(Prompt) Collect every line in the rows below that contains the string "shirt", and copy each one unchanged. Matching is case-sensitive.

(Input records)
====================
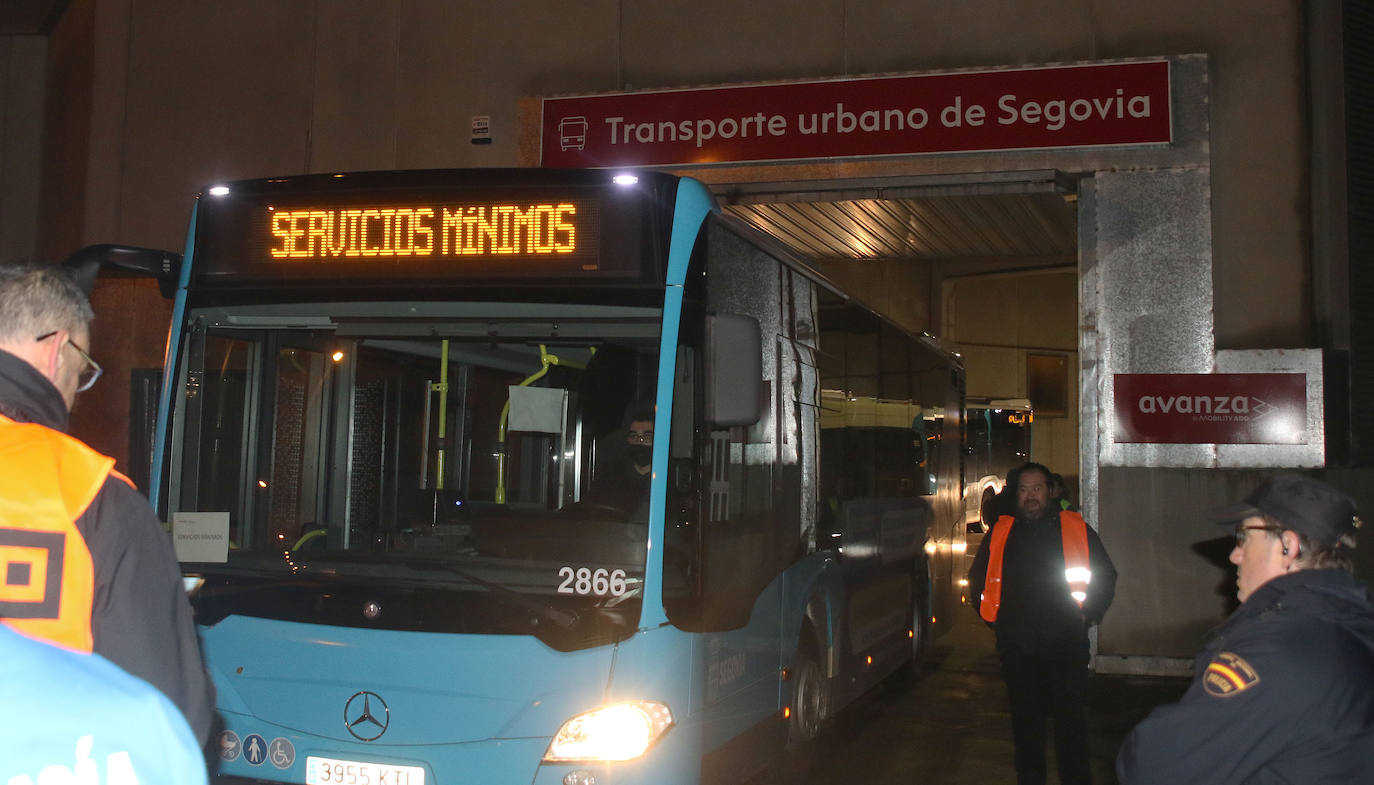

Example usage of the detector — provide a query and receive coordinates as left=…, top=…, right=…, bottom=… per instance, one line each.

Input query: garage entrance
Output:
left=714, top=170, right=1079, bottom=508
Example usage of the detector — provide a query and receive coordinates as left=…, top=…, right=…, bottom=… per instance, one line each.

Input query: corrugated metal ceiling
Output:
left=716, top=172, right=1077, bottom=260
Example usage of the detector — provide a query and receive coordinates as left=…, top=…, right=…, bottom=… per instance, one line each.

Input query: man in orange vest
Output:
left=969, top=463, right=1116, bottom=785
left=0, top=264, right=214, bottom=744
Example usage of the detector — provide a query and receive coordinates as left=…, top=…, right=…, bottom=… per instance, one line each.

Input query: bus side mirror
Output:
left=706, top=313, right=764, bottom=426
left=62, top=243, right=181, bottom=300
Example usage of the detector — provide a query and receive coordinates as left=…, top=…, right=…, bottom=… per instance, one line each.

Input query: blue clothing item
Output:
left=0, top=624, right=207, bottom=785
left=1117, top=569, right=1374, bottom=785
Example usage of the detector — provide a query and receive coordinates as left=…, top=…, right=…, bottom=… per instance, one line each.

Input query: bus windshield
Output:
left=173, top=302, right=661, bottom=650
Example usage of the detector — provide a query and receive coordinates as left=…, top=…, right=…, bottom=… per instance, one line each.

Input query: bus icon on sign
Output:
left=558, top=115, right=587, bottom=150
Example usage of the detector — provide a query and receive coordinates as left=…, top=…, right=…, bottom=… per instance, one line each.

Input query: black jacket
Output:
left=0, top=351, right=214, bottom=744
left=1117, top=569, right=1374, bottom=785
left=969, top=505, right=1117, bottom=657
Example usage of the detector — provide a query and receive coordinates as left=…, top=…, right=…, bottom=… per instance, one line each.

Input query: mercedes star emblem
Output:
left=344, top=690, right=392, bottom=741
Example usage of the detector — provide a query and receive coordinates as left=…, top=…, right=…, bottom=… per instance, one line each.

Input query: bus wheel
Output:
left=787, top=650, right=826, bottom=747
left=771, top=646, right=827, bottom=785
left=883, top=591, right=930, bottom=692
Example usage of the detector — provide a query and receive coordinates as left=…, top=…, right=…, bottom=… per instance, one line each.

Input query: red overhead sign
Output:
left=541, top=60, right=1171, bottom=166
left=1113, top=374, right=1307, bottom=444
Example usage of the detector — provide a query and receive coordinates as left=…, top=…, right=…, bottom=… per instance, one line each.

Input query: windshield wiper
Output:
left=401, top=561, right=581, bottom=630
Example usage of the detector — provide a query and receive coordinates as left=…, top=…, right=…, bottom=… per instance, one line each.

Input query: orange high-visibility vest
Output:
left=978, top=510, right=1092, bottom=621
left=0, top=415, right=132, bottom=652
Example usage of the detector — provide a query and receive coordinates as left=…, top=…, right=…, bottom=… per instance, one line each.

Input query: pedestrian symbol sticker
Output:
left=243, top=733, right=267, bottom=766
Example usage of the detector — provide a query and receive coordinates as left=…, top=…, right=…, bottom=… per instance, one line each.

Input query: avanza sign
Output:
left=1113, top=374, right=1307, bottom=444
left=540, top=60, right=1172, bottom=166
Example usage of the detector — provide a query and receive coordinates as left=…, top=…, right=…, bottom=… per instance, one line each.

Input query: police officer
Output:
left=969, top=463, right=1116, bottom=785
left=1117, top=473, right=1374, bottom=785
left=0, top=264, right=214, bottom=744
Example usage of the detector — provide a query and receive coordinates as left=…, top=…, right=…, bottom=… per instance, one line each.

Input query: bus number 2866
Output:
left=558, top=566, right=625, bottom=597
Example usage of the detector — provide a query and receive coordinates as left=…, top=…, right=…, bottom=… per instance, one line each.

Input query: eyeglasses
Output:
left=1235, top=527, right=1279, bottom=546
left=34, top=330, right=104, bottom=392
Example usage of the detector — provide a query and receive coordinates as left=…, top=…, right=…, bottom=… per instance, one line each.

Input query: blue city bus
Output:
left=95, top=169, right=965, bottom=785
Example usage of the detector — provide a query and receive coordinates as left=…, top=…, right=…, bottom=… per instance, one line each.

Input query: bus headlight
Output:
left=544, top=701, right=673, bottom=763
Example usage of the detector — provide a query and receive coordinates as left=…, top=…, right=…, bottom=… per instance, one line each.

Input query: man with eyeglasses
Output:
left=0, top=264, right=214, bottom=744
left=1117, top=473, right=1374, bottom=785
left=587, top=401, right=654, bottom=521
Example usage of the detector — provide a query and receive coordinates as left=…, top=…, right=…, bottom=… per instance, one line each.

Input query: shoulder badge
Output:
left=1202, top=652, right=1260, bottom=698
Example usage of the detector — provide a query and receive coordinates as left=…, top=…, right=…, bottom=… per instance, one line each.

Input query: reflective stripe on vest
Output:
left=978, top=510, right=1092, bottom=621
left=0, top=415, right=114, bottom=652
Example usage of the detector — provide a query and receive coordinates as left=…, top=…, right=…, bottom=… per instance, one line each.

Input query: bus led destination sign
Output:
left=262, top=202, right=595, bottom=261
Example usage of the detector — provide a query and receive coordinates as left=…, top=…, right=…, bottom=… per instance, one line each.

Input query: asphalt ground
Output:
left=805, top=616, right=1189, bottom=785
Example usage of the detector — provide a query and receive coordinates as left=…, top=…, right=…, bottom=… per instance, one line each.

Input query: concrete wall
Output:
left=0, top=36, right=48, bottom=261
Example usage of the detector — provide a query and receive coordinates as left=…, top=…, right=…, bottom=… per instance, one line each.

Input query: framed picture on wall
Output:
left=1026, top=353, right=1069, bottom=417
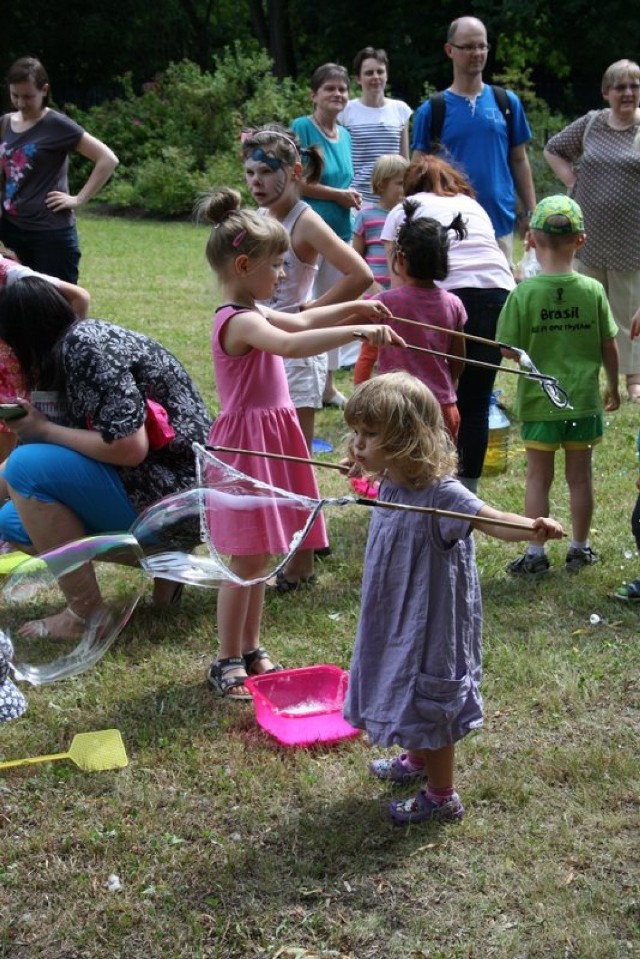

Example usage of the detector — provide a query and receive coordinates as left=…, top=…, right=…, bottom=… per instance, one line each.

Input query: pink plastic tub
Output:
left=246, top=666, right=360, bottom=746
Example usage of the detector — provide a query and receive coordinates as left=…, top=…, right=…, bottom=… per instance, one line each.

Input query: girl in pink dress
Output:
left=200, top=188, right=404, bottom=700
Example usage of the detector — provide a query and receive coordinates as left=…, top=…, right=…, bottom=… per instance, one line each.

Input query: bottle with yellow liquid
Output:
left=482, top=393, right=511, bottom=476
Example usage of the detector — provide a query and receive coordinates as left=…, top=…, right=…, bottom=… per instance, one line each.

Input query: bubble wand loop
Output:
left=205, top=446, right=350, bottom=473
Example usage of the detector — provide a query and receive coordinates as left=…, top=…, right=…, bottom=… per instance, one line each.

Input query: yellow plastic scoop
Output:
left=0, top=729, right=129, bottom=773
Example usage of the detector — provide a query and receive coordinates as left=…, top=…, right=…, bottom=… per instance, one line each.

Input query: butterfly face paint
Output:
left=244, top=147, right=288, bottom=207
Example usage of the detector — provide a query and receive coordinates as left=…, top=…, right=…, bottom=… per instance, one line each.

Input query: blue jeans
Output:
left=0, top=216, right=81, bottom=283
left=0, top=443, right=138, bottom=544
left=451, top=287, right=509, bottom=479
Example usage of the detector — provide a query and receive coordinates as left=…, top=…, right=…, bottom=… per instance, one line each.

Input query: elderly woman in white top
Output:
left=382, top=155, right=515, bottom=492
left=544, top=60, right=640, bottom=403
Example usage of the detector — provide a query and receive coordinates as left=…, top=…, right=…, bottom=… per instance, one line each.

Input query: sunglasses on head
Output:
left=249, top=147, right=282, bottom=170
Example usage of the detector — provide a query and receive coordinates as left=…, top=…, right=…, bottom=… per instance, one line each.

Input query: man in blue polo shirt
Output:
left=412, top=17, right=536, bottom=263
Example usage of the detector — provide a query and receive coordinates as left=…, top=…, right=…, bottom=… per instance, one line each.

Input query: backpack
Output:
left=429, top=84, right=513, bottom=149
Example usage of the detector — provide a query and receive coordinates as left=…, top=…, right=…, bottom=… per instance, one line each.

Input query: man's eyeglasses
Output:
left=449, top=43, right=490, bottom=52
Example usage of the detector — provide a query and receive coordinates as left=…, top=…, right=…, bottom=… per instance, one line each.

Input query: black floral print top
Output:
left=62, top=319, right=211, bottom=510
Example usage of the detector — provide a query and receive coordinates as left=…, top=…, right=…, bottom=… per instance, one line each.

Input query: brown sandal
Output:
left=207, top=656, right=253, bottom=703
left=242, top=646, right=284, bottom=676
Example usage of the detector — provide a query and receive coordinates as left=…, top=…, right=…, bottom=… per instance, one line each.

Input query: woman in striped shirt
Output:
left=338, top=47, right=413, bottom=205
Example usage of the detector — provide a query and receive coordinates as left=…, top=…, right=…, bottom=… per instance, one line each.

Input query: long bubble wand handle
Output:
left=391, top=316, right=522, bottom=352
left=204, top=446, right=564, bottom=532
left=354, top=497, right=552, bottom=535
left=205, top=446, right=351, bottom=473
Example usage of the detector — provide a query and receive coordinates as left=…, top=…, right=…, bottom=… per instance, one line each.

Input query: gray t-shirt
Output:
left=546, top=110, right=640, bottom=272
left=0, top=110, right=84, bottom=230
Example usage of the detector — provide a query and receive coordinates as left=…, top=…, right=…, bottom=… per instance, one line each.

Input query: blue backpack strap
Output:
left=429, top=90, right=445, bottom=152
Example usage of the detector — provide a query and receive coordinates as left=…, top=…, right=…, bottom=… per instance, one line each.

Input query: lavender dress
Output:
left=344, top=477, right=484, bottom=749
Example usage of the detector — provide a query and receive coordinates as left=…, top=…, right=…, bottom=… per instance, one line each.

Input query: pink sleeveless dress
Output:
left=209, top=305, right=328, bottom=556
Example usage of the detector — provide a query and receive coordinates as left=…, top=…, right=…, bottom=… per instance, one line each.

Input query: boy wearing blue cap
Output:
left=496, top=196, right=620, bottom=577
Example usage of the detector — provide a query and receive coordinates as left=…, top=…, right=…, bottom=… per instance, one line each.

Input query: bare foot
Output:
left=18, top=606, right=86, bottom=639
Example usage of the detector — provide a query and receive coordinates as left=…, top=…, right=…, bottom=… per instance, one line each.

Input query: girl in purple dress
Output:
left=200, top=189, right=404, bottom=700
left=344, top=372, right=563, bottom=824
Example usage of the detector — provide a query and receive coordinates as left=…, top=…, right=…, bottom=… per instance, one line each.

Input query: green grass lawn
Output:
left=0, top=216, right=640, bottom=959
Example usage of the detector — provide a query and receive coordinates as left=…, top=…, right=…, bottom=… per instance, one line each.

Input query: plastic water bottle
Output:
left=482, top=393, right=511, bottom=476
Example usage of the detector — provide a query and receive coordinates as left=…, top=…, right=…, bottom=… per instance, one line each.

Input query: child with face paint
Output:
left=242, top=124, right=372, bottom=450
left=242, top=124, right=372, bottom=593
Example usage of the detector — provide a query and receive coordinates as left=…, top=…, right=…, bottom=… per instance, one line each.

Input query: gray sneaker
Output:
left=564, top=546, right=600, bottom=573
left=507, top=553, right=550, bottom=579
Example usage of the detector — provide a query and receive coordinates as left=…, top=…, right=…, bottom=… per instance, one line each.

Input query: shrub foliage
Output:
left=68, top=43, right=309, bottom=216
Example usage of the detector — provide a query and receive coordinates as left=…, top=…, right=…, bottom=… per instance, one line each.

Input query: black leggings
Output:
left=451, top=287, right=509, bottom=479
left=631, top=496, right=640, bottom=550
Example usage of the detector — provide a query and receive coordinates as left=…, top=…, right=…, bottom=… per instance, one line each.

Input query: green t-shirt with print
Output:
left=496, top=273, right=618, bottom=422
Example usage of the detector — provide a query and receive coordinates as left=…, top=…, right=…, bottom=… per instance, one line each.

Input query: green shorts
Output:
left=522, top=413, right=604, bottom=451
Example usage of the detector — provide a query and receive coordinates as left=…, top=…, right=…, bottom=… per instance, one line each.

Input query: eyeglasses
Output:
left=449, top=43, right=490, bottom=53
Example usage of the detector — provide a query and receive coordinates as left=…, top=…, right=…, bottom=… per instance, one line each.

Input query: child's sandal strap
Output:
left=242, top=646, right=284, bottom=676
left=207, top=656, right=252, bottom=701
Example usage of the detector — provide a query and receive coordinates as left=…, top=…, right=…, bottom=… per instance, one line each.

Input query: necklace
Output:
left=311, top=113, right=338, bottom=140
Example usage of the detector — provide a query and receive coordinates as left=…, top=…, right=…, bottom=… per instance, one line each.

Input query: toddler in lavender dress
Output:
left=344, top=372, right=563, bottom=824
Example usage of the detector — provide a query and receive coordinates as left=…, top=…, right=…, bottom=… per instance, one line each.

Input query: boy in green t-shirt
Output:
left=496, top=196, right=620, bottom=577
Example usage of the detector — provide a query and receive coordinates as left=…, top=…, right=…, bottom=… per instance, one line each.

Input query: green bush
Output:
left=68, top=43, right=309, bottom=216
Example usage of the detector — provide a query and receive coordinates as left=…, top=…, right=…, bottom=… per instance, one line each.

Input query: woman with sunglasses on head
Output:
left=0, top=57, right=118, bottom=283
left=544, top=60, right=640, bottom=403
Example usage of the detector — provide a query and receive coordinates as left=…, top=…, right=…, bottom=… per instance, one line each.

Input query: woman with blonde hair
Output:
left=544, top=60, right=640, bottom=403
left=382, top=154, right=515, bottom=492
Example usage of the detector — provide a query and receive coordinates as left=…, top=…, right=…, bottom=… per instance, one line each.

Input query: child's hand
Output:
left=346, top=300, right=391, bottom=324
left=500, top=348, right=520, bottom=363
left=603, top=386, right=620, bottom=413
left=354, top=325, right=407, bottom=347
left=533, top=516, right=566, bottom=543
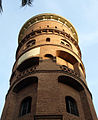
====================
(Reply)
Input query: man in blue polo shirt
Input query: woman in striped shirt
Input query: gray t-shirt
Input query: green t-shirt with print
Input query: boy in green t-shirt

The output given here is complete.